REQUIREMENT 1:
Count the lines in the records that contain the string "green", and reply with only that number.

--------------------

Today I replaced a big cable that was so far out of alignment it was a hazard, I'm sure it was a way out of alignment cable just like this that twisted the big leader off this torrey that triggered my being consulted to evaluate these trees a year ago.








Now that cable is so out of alignment it's shocking!

jomoco


----------



## jomoco (Jan 28, 2009)

Now here's a shot of where that misaligned cable went.







Look closely and you'll see that the other eyebolt is also out of alignment in the opposite direction!

High wind must've twisted the sap out of those big leaders!

Vids of my replacement cable next.

jomoco


----------



## treevet (Jan 28, 2009)

jomoco said:


> Treevet, my cable grips are manufactured by Preformed Products of Cleveland Ohio, and yes they are ehs. All my eyebolts are Chicago Drop Forged.
> 
> 
> jomoco



The link mentioned prior to your post, an article by Mark Adams, details the history of preformed tree grip dead ends with the company that mfctrs. your parts Preformed Line Products, Cleveland Ohio, from its start after WWII to 1978 when they produced them at the request of Davey Tree. They were previously made for many different applications.

--------------------

REQUIREMENT 2:
For each statement below, say yes or no to whether it agrees with the forum thread on tree cabling above, and quote the words from the thread that decide it. (a) The eyebolts used are made by Chicago Drop Forged. (b) The evaluation of these trees was requested two years ago. (c) The cable grips come from a company in Cleveland, Ohio.

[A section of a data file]
--------------------

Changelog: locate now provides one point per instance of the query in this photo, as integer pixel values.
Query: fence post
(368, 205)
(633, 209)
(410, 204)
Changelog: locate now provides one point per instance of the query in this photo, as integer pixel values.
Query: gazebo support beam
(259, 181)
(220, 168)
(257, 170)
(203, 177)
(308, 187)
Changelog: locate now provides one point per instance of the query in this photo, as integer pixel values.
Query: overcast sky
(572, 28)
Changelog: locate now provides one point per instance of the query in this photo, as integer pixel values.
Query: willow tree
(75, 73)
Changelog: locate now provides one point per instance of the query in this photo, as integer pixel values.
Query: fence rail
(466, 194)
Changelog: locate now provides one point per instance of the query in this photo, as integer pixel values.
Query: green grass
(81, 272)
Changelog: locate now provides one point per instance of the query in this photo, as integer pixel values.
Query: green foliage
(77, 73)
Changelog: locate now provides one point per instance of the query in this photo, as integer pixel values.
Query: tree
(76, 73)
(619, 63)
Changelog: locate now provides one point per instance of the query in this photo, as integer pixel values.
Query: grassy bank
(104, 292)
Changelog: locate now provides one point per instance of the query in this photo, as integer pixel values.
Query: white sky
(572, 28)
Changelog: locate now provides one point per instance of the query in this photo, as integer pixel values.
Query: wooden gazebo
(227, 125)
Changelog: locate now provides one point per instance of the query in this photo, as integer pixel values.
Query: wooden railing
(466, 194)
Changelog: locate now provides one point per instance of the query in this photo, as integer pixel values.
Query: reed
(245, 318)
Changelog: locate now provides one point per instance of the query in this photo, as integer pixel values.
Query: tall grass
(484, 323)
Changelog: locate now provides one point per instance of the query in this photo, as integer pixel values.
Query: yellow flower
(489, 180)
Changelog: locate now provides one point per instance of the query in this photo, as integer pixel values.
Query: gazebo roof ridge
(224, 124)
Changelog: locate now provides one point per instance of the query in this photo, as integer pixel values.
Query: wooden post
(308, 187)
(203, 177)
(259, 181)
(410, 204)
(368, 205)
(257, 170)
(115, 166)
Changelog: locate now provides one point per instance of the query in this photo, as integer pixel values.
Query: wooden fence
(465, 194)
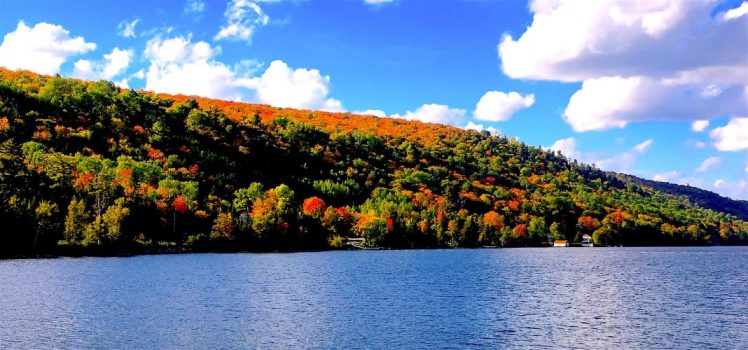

--------------------

WRITTEN ANSWER 1:
2

WRITTEN ANSWER 2:
(a) Yes: "All my eyebolts are Chicago Drop Forged."
(b) No: "to evaluate these trees a year ago."
(c) Yes: "my cable grips are manufactured by Preformed Products of Cleveland Ohio"